Set problem 1:
Return the listing's lines verbatim, beginning with its first line and continuing through the line that contains "(1017, 684)", with that line included.

## Start Document passage

Langston Hughes Biography and Video | Poet

James Mercer Langston Hughes was born in Joplin, Missouri on February 1, 1901. He preferred to be known as Langston Hughes and is noted as a creator of jazz poetry and a leader of the Harlem Renaissance, an African American cultural movement that occurred during the 1920s and 1930s. Hughes is also regarded as one of the most visible, well-connected, and widely published African American poets, novelists, and playwrights of his day. He was one of the few Black poets who was able to support himself solely on his writing career.

Langston Hughes

His Works

The poem, "The Negro Speaks of Rivers" is known as Hughes's signature piece and is also his first published work. It first appeared in 1921 in The Crisis, the official magazine of the NAACP. The Crisis also published his last poem, and more of his work appeared in the journal than in any other magazine. "The Negro Speaks of Rivers" is also included in Langston Hughes's first published book, The Weary Blues. Some of his most well-known poems include "As I Grew Older", "Let America Be America Again", "I, Too", and "Mother to Son".

## End Document passage

Set problem 2:
Resume the Langston Hughes biography above, picking up from its final sentence.

## Start Information given

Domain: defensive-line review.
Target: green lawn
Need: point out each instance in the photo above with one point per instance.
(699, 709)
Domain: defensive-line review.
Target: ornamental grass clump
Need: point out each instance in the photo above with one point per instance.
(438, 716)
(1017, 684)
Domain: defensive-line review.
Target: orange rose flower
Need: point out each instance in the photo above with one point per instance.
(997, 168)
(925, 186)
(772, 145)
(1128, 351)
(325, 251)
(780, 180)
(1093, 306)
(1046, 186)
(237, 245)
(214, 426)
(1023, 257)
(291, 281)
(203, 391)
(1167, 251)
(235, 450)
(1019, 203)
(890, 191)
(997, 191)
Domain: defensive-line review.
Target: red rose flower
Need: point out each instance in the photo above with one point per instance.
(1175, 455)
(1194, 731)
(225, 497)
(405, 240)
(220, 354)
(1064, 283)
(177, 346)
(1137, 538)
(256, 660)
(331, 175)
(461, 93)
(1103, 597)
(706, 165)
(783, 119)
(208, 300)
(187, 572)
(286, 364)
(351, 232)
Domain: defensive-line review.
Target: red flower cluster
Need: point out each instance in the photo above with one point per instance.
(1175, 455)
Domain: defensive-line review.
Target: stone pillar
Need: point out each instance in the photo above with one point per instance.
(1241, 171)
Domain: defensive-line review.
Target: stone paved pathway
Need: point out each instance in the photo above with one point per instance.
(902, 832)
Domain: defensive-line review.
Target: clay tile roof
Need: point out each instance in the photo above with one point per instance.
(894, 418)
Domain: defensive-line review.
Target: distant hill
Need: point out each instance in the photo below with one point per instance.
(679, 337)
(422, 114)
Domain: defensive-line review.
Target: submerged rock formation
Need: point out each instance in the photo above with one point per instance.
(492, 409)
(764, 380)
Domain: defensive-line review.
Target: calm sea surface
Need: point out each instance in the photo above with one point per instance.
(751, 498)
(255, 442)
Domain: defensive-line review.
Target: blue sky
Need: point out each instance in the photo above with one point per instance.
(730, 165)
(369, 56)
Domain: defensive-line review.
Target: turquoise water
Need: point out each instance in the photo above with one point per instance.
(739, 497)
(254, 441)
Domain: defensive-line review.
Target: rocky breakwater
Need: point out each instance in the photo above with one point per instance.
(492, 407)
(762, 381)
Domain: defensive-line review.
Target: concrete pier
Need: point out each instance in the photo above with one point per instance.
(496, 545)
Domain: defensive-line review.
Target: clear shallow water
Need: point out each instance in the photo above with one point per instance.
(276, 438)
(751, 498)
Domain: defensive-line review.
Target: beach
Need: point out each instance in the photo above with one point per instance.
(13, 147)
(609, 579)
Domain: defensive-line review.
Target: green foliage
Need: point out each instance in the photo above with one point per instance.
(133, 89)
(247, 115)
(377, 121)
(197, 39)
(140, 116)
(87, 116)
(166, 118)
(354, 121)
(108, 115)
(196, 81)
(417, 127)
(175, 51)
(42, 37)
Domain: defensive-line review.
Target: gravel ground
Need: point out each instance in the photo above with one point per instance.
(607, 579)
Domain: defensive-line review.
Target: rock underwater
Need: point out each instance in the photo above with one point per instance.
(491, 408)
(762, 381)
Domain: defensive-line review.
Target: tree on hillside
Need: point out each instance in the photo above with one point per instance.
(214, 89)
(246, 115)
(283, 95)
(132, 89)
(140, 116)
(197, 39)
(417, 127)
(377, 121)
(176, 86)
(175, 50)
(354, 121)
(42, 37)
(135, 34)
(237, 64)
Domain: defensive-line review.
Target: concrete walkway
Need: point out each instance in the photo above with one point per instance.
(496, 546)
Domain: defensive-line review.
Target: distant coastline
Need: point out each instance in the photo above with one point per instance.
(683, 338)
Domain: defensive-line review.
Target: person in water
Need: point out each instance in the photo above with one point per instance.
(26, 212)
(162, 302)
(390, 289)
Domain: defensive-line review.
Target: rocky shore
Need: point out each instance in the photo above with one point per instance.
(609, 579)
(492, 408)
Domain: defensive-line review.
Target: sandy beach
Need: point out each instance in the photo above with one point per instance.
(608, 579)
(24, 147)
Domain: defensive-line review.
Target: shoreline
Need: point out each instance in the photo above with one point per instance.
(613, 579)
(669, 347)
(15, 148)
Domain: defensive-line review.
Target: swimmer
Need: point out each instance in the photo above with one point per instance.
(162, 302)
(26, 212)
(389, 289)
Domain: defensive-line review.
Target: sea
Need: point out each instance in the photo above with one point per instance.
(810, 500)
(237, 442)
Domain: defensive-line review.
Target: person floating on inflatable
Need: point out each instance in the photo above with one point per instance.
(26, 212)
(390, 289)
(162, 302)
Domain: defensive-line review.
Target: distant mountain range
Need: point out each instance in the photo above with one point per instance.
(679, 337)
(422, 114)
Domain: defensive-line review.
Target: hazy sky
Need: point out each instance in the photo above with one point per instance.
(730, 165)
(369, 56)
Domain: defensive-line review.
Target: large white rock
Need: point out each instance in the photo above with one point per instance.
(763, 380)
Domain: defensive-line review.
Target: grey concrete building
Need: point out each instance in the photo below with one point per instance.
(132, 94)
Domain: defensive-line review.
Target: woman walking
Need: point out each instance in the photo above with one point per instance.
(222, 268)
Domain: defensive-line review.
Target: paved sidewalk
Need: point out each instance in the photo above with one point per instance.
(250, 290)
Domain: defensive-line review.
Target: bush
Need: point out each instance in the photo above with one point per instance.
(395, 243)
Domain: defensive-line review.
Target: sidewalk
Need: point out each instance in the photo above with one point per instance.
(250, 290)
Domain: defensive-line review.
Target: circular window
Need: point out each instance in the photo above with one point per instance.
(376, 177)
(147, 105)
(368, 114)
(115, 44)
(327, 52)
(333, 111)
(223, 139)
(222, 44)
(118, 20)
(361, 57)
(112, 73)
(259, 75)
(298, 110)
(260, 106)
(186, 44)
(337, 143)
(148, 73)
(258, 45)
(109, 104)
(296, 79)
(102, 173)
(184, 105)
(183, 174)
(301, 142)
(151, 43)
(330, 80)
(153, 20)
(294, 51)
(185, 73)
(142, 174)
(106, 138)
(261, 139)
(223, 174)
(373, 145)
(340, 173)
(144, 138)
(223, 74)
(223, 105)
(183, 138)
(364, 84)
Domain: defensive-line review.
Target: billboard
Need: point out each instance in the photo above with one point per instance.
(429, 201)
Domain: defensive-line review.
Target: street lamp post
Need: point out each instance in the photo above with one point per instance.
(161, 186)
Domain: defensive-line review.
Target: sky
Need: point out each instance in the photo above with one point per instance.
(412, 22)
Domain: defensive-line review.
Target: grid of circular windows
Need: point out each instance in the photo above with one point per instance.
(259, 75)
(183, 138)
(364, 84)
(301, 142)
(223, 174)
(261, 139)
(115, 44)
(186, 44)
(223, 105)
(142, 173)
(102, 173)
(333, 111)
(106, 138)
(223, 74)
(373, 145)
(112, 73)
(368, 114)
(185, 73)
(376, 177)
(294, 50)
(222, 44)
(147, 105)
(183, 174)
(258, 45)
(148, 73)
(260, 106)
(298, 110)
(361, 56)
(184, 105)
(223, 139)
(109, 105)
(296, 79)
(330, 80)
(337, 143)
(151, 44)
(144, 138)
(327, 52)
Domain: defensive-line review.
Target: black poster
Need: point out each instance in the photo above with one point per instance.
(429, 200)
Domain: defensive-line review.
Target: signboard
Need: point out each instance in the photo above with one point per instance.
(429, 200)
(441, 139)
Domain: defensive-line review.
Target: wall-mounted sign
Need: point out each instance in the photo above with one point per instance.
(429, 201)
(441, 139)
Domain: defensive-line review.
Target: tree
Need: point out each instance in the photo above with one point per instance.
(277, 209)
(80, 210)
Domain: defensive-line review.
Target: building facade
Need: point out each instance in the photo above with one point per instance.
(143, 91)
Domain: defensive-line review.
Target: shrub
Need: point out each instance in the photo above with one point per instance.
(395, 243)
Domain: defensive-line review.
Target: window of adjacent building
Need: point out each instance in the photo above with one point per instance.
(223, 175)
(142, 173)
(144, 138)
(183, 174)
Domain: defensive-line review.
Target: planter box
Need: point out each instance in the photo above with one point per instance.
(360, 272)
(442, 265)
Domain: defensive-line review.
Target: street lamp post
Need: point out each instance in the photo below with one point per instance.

## End Information given

Final answer 1:
Domain: defensive-line review.
Target: green lawn
Need: point out each instance in the photo above with one point per instance.
(699, 709)
Domain: defensive-line review.
Target: ornamental grass clump
Need: point out each instance in the photo above with one point per instance.
(438, 716)
(1017, 684)

Final answer 2:
The Ways of White Folks

the first book of negroes

Early Life and Education

Langston Hughes began writing his first short stories, dramas, and poems during high school. He also wrote for his high school's newspaper and edited the yearbook. After attending Columbia University for one year, he left college to travel and write. In 1925, Hughes worked as a personal assistant to Carter G. Woodson at the Association for the Study of African American Life and History. Subsequently, he worked at the Wardman Park Hotel, where he met the poet Vachel Lindsay, who became his mentor. After traveling to West Africa and Europe, Hughes enrolled at Lincoln University, a historically Black university in Pennsylvania, and earned his bachelor of arts degree in 1929.

The Theme of His Works

Langston Hughes frequently focused on African American life in his poems and other works, aiming to depict the challenges faced by Black people in lower and working-class communities. He openly criticized prejudice within the African American community and is known for writing "The Negro Artist and the Racial Mountain," considered the manifesto of Harlem Renaissance leaders, which was published in The Nation in 1926.

The Diversity of Langston Hughes

Langston Hughes

Apart from being a poet, Langston Hughes was also a playwright who founded theater troupes in Los Angeles and Chicago. In Chicago, Hughes began writing a popular column for the Chicago Defender, which ran for 20 years. As he gained public recognition, he started lecturing and teaching at a few colleges and universities. Hughes continued to create various types of literature, including poetry, operas, short stories, novels, and children's stories.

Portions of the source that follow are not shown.